## Objective
Rewrite only the lines of the records from the one that contains "Target: hazy sky" through the one that contains "(1093, 342)" as a numbered list, leaving out any blank lines.

# Data shown start

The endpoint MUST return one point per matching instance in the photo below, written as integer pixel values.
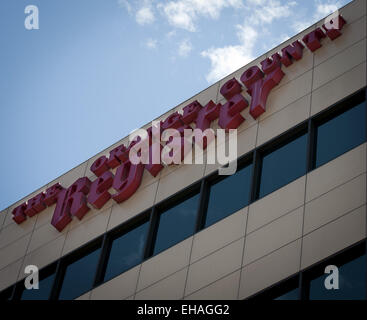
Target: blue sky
(97, 69)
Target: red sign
(74, 200)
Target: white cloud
(230, 58)
(184, 48)
(151, 43)
(126, 4)
(184, 13)
(322, 9)
(145, 15)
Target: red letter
(99, 194)
(51, 194)
(260, 88)
(269, 65)
(207, 115)
(35, 205)
(71, 202)
(127, 180)
(18, 213)
(230, 114)
(312, 40)
(117, 155)
(230, 88)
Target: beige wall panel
(284, 119)
(13, 231)
(333, 237)
(45, 235)
(45, 216)
(245, 143)
(14, 251)
(9, 274)
(45, 255)
(219, 235)
(335, 203)
(214, 266)
(273, 236)
(141, 200)
(339, 64)
(295, 70)
(223, 289)
(2, 218)
(238, 73)
(336, 172)
(67, 179)
(179, 179)
(87, 231)
(286, 94)
(170, 288)
(165, 264)
(276, 204)
(119, 287)
(351, 34)
(270, 269)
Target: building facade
(296, 204)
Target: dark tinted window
(43, 292)
(126, 251)
(341, 134)
(352, 282)
(176, 223)
(228, 195)
(283, 165)
(79, 276)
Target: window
(228, 195)
(79, 273)
(285, 164)
(46, 281)
(177, 222)
(126, 250)
(352, 278)
(340, 134)
(6, 294)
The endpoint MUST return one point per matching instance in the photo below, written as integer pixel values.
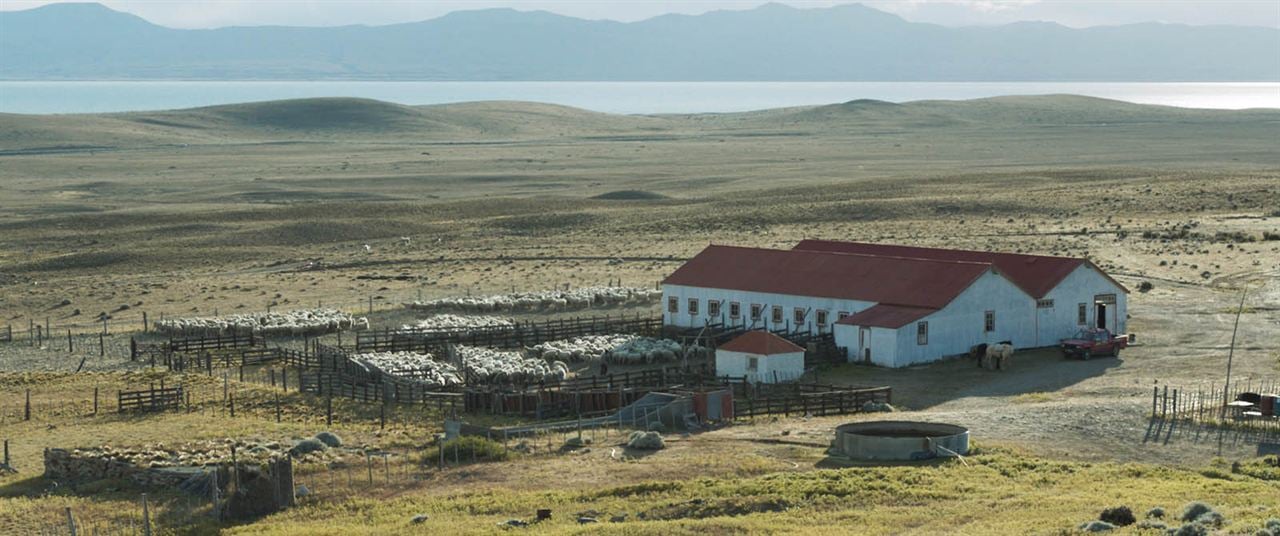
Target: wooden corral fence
(214, 342)
(1244, 406)
(228, 358)
(579, 395)
(325, 384)
(150, 399)
(508, 337)
(816, 399)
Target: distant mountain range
(772, 42)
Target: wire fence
(1249, 406)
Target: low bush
(467, 448)
(329, 439)
(307, 447)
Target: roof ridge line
(845, 253)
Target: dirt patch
(707, 508)
(630, 195)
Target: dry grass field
(236, 209)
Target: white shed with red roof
(759, 357)
(895, 305)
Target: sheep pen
(490, 366)
(461, 324)
(579, 298)
(479, 366)
(615, 349)
(297, 323)
(420, 367)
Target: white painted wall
(882, 343)
(952, 330)
(955, 328)
(781, 366)
(961, 324)
(1080, 287)
(789, 303)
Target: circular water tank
(900, 440)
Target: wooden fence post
(146, 517)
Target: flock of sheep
(424, 366)
(269, 324)
(461, 324)
(618, 349)
(479, 366)
(490, 366)
(579, 298)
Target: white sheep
(576, 298)
(269, 324)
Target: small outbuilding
(760, 357)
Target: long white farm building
(895, 305)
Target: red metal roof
(762, 343)
(886, 316)
(1036, 274)
(881, 279)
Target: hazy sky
(1075, 13)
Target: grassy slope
(996, 490)
(324, 119)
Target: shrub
(469, 448)
(1150, 525)
(329, 439)
(645, 441)
(307, 447)
(1193, 511)
(1097, 526)
(1118, 516)
(1189, 530)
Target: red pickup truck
(1093, 342)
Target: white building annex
(895, 306)
(760, 357)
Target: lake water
(622, 97)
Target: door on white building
(1102, 311)
(864, 344)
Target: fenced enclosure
(812, 399)
(428, 340)
(152, 399)
(1251, 406)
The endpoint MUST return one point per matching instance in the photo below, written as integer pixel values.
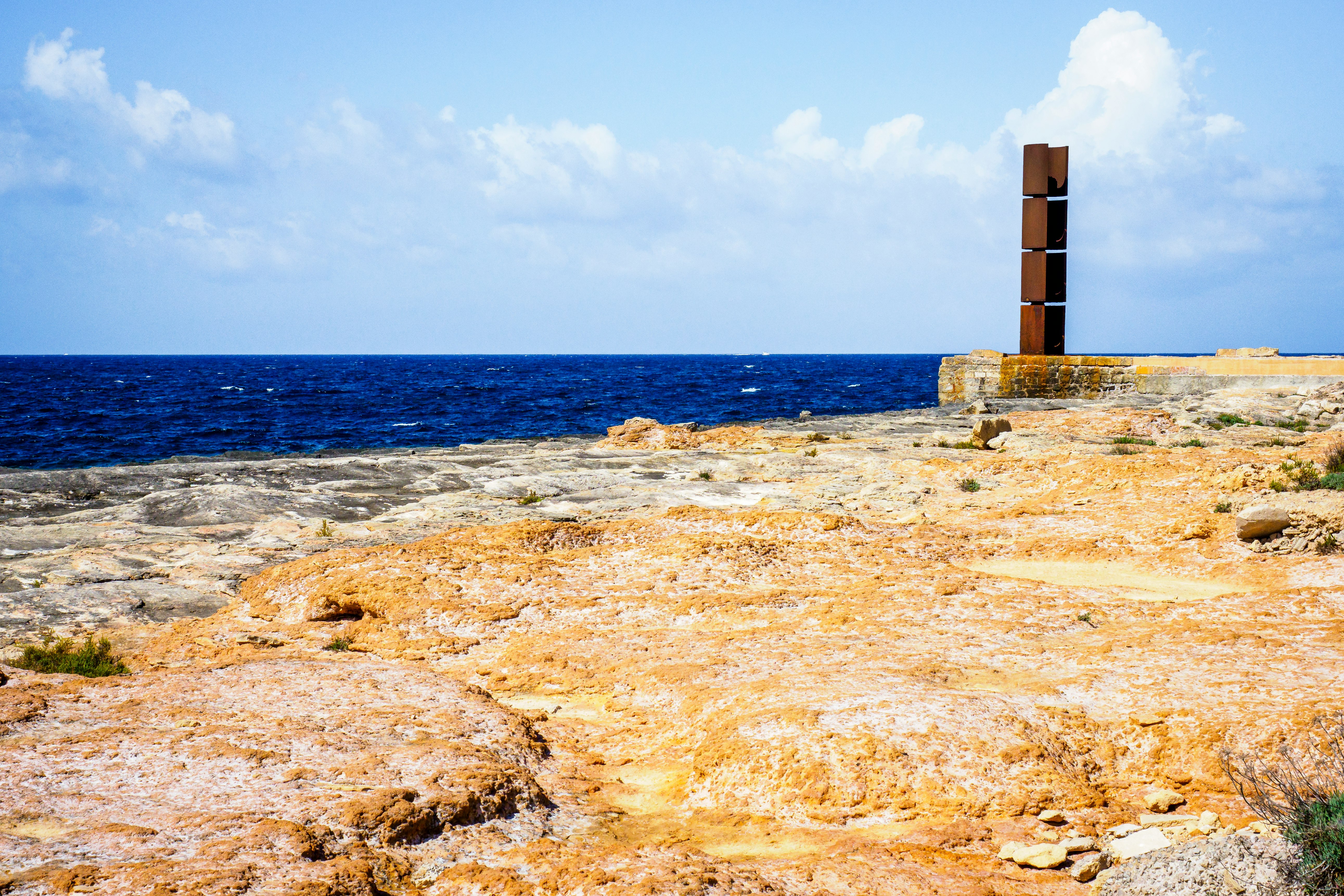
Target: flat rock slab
(1245, 866)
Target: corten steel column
(1045, 236)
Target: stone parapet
(987, 375)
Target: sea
(69, 412)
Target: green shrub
(1308, 477)
(91, 661)
(1303, 473)
(1303, 793)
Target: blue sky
(662, 178)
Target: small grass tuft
(92, 660)
(1334, 461)
(1302, 792)
(1303, 473)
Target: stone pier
(984, 374)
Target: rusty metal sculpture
(1045, 236)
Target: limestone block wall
(965, 378)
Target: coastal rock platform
(826, 656)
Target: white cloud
(1125, 92)
(161, 119)
(191, 221)
(560, 158)
(800, 135)
(916, 240)
(1222, 125)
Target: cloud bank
(558, 238)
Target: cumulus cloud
(917, 240)
(800, 135)
(1125, 92)
(161, 119)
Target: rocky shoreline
(815, 656)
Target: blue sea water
(61, 412)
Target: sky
(535, 178)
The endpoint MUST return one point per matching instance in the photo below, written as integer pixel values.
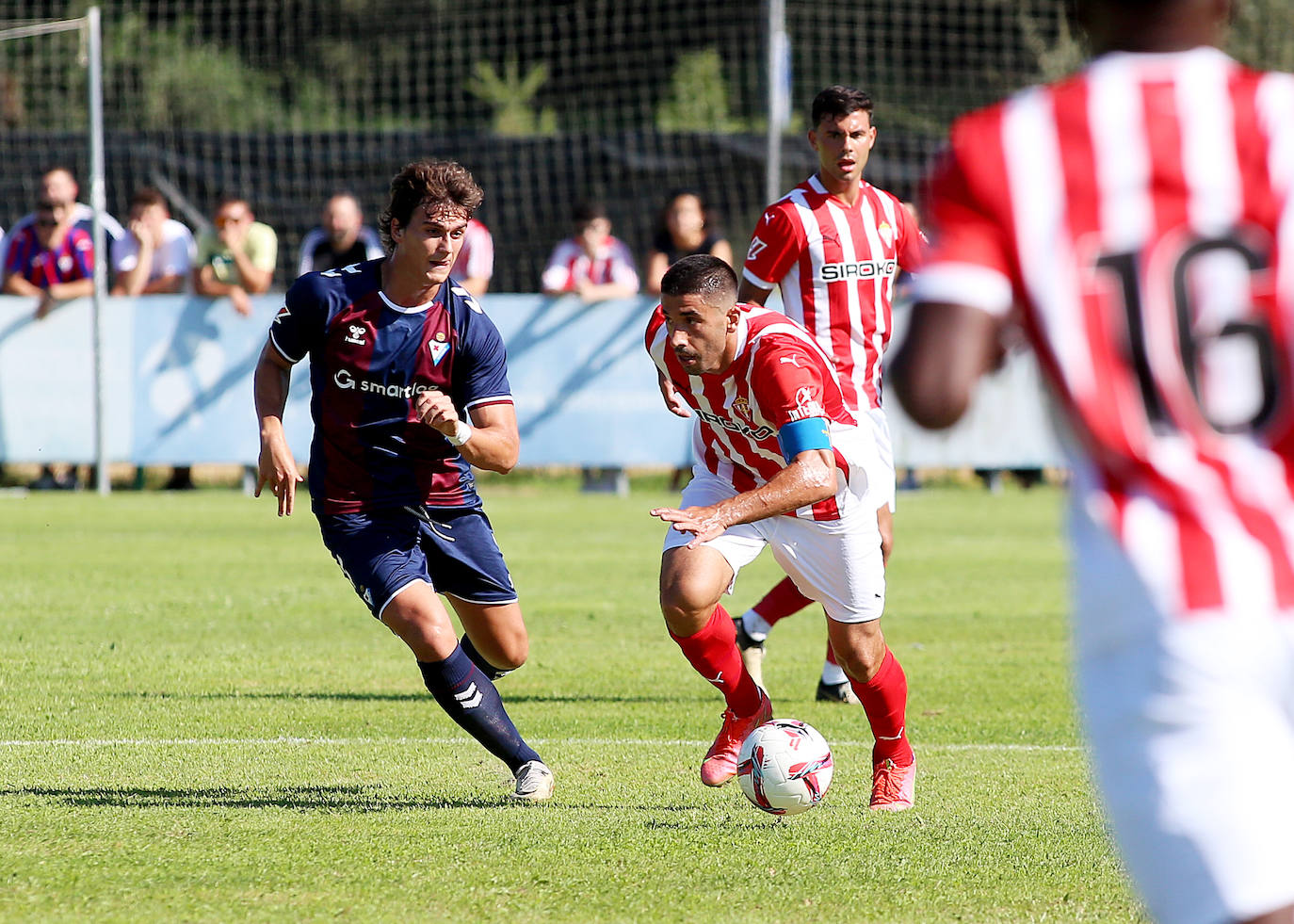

# Data shown end

## Result
1. Target: hazy sky
2. (1075, 13)
3. Target: grassy slope
4. (996, 490)
5. (324, 119)
6. Target: shrub
7. (469, 448)
8. (1150, 525)
9. (329, 439)
10. (645, 441)
11. (307, 447)
12. (1193, 511)
13. (1097, 526)
14. (1118, 516)
15. (1189, 530)
16. Target: red pickup truck
17. (1093, 342)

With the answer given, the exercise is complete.